Instruksi Tugas: Tuliskan ulang tanpa perubahan bagian teks tentang bahasa Kutai, mulai dari "Sejarah Bahasa (104): Bahasa" sampai dengan "rumpun Ot Danum.".

Teks Bacaan:
--
Jumat, 27 Oktober 2023

Sejarah Bahasa (104): Bahasa Kutai Daerah Aliran Sungai Mahakam; Suku Dayak Ot Danum dan Pendatang Melayu Bugis Banjar


*Untuk melihat semua artikel Sejarah Bahasa dalam blog ini Klik Disini

Suku Kutai, atau Urang Kutai adalah salah satu dari rumpun suku Dayak yaitu Dayak Lawangan yang mendiami wilayah Kalimantan Timur. Pada awalnya Kutai merupakan nama suatu teritori tempat bermukimnya masyarakat asli Kalimantan. Suku Kutai berdasarkan jenisnya adalah termasuk suku Dayak Islam yang banyak menyerap nilai nilai kebudayaan suku Banjar dan Melayu pesisir yang berada di Kalimantan Timur. Adat-istiadat lama suku Kutai memiliki beberapa kesamaan kesamaan dengan adat-istiadat suku Dayak rumpun Ot Danum.


Bahasa Kutai adalah bahasa yang dituturkan oleh Suku Kutai yang mendiami alur sepanjang Sungai Mahakam, dan populasinya terbesar di wilayah bekas Kabupaten Kutai (kabupaten induk dari Kabupaten Kutai Barat, Kutai Kartanegara, Kutai Timur, Kota Balikpapan dan Kota Samarinda sekarang ini) di Kalimantan Timur. Bahasa Kutai umumnya hidup dan berkembang dalam bentuk penuturan (percakapan), serta sastra dalam bentuk puisi (pantun). Sangat sedikit bukti-bukti tertulis yang dihasilkan dalam bahasa Kutai, terlebih lagi yang dihasilkan pada periode pemerintahan Kesultanan Kutai Kartanegara. Berdasarkan Ethnologue, rumpun bahasa Kutai terbagi menjadi dua bahasa, yaitu: Bahasa Kutai Kota Bangun dan Bahasa Kutai Tenggarong dituturkan di Tenggarong, Loa Janan, Loa Kulu, Muara Kaman, Muara Pahu, Anggana (Wikipedia)
--
Entri dari himpunan data anotasi:
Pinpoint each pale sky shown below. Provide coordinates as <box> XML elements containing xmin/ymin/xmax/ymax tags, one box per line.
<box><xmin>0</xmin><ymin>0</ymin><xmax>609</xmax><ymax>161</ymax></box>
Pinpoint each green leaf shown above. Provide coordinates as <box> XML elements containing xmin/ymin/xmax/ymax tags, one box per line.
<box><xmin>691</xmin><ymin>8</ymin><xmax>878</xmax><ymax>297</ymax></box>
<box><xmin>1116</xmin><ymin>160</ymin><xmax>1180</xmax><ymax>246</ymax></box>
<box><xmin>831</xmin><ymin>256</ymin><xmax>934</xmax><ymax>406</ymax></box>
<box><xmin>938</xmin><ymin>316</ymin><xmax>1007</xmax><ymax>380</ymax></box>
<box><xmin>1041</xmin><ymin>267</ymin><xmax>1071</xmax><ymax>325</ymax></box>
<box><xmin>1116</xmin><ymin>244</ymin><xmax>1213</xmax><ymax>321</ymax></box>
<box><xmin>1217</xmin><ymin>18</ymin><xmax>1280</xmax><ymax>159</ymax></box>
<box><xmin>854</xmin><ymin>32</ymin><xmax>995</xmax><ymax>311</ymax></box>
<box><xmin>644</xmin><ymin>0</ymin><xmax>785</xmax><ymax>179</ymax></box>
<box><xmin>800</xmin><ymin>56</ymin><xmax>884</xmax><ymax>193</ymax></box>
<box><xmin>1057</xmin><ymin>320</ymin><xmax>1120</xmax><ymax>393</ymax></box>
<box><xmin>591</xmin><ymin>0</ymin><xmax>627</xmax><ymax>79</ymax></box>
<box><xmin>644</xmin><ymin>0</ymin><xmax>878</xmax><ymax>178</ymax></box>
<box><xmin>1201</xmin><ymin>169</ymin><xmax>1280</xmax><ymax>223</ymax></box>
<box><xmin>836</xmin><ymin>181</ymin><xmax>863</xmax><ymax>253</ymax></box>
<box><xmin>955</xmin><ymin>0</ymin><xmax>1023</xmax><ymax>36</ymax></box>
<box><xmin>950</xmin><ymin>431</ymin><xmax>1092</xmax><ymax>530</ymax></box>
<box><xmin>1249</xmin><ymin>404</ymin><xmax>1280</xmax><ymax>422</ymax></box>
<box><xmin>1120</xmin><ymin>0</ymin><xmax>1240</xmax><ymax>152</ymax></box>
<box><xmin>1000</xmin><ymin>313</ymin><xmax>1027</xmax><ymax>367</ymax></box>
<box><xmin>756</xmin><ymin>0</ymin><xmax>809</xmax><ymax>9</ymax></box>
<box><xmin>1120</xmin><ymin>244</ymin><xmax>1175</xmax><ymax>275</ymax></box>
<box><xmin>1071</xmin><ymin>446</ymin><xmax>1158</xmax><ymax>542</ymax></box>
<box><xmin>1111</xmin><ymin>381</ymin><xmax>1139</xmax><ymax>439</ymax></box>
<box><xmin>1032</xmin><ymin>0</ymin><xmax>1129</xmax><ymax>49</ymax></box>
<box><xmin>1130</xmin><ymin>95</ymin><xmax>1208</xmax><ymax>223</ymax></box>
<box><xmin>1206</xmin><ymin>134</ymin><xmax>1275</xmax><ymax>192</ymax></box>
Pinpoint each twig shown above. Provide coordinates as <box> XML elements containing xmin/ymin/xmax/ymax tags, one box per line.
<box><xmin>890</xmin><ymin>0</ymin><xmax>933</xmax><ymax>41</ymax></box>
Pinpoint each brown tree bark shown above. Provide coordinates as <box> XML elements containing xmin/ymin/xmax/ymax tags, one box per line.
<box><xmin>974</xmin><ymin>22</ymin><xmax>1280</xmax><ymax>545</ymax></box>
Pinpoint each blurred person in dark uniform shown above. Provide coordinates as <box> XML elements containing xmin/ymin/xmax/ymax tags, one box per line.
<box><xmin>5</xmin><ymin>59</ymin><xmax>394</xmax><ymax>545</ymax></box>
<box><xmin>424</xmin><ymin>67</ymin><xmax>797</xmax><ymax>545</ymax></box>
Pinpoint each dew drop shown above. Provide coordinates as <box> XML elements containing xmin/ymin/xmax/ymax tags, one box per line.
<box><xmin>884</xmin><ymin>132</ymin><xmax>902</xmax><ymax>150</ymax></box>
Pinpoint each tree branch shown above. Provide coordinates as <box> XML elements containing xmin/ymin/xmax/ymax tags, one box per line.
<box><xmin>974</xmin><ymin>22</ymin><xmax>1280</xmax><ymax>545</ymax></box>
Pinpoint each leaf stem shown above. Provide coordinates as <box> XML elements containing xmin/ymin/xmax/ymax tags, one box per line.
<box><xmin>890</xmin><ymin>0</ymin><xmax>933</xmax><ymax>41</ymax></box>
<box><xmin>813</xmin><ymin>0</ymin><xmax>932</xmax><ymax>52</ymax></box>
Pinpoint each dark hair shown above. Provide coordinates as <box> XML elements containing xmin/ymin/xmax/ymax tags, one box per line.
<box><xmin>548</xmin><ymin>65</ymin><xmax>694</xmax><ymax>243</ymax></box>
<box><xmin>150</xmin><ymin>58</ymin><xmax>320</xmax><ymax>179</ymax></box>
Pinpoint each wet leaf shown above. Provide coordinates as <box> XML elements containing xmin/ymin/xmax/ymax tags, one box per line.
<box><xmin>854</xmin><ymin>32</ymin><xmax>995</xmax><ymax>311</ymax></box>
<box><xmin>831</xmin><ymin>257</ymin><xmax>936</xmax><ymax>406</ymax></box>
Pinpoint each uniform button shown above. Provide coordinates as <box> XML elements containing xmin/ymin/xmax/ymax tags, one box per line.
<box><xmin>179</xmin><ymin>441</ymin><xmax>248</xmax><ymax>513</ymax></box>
--
Jawaban:
Sejarah Bahasa (104): Bahasa Kutai Daerah Aliran Sungai Mahakam; Suku Dayak Ot Danum dan Pendatang Melayu Bugis Banjar


*Untuk melihat semua artikel Sejarah Bahasa dalam blog ini Klik Disini

Suku Kutai, atau Urang Kutai adalah salah satu dari rumpun suku Dayak yaitu Dayak Lawangan yang mendiami wilayah Kalimantan Timur. Pada awalnya Kutai merupakan nama suatu teritori tempat bermukimnya masyarakat asli Kalimantan. Suku Kutai berdasarkan jenisnya adalah termasuk suku Dayak Islam yang banyak menyerap nilai nilai kebudayaan suku Banjar dan Melayu pesisir yang berada di Kalimantan Timur. Adat-istiadat lama suku Kutai memiliki beberapa kesamaan kesamaan dengan adat-istiadat suku Dayak rumpun Ot Danum.